These days, the Rocky Mountain region is heralded for its profusion of unconventional gas reservoirs. But the region is also home to huge, aging oil fields. One of the largest is Rangely, a giant accumulation that sits in Rio Blanco County, Colorado, astride the Douglas Creek Arch, a broad structural rise that separates the prolific Piceance and Uinta basins.
Chevron U.S.A. Inc. operates the massive field, the only one that achieves giant status in Colorado. It's a classic- tremendously thick, high-quality Weber sands drape across a gargantuan asymmetrical anticline. The Permian- to Pennsylvanian-age aoelian Weber is a reservoir engineer's dream: Rangely's oil column is 820 feet thick and its average reservoir thickness is 520 feet. The Weber, which is found at depths between 5,500 and 6,500 feet, holds original oil in place (OOIP) of 1.9 billion barrels.

────

_Exercises_
1 – According to the Rangely oil field passage, how thick is the field's oil column?
2 – Extend the Rangely oil field passage past its final sentence.

_Data section_
────

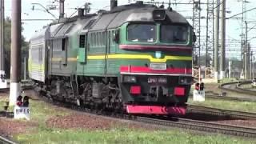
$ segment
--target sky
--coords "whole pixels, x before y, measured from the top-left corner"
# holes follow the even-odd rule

────

_Responses by task_
1 – 820 feet

2 –
During some six decades of production, Rangely has produced 863 million barrels of oil and natural gas liquids (NGL). And it's far from played out: as one of the largest and longest-running enhanced oil-recovery operations employing CO2, Rangely continues to make some 14,500 barrels of oil and 1,400 barrels of NGL per day. Indeed, the field has already produced nearly 100 million barrels of incremental oil and NGL from its CO2 flood, and Rangely has tens upon tens of millions of barrels to go.
"Overall recovery, just on the plan that we are on now, will be 51% of the 1.9 billion barrels of OOIP," says Jeff Roedell, Chevron's Rangely technical team leader. That will push Rangely's cumulative recovery to 965 million barrels. "We are 35 million barrels away from being a billion-barrel field, which is an elite class. We are certainly looking for additional opportunities to take us over a billion."
Modest beginnings
Rangely's first years weren't exactly predictive of its present world-class status. Oil was initially discovered in this remote corner of Colorado in 1901 in the shallow Cretaceous Mancos Shale, at a depth of about 700 feet. During the next three decades, more than 100 shallow wells tapped fractured shale at depths down to 1,700 feet. Through 1955, they produced about 4.5 million barrels of oil, a respectable but hardly awe-inspiring volume.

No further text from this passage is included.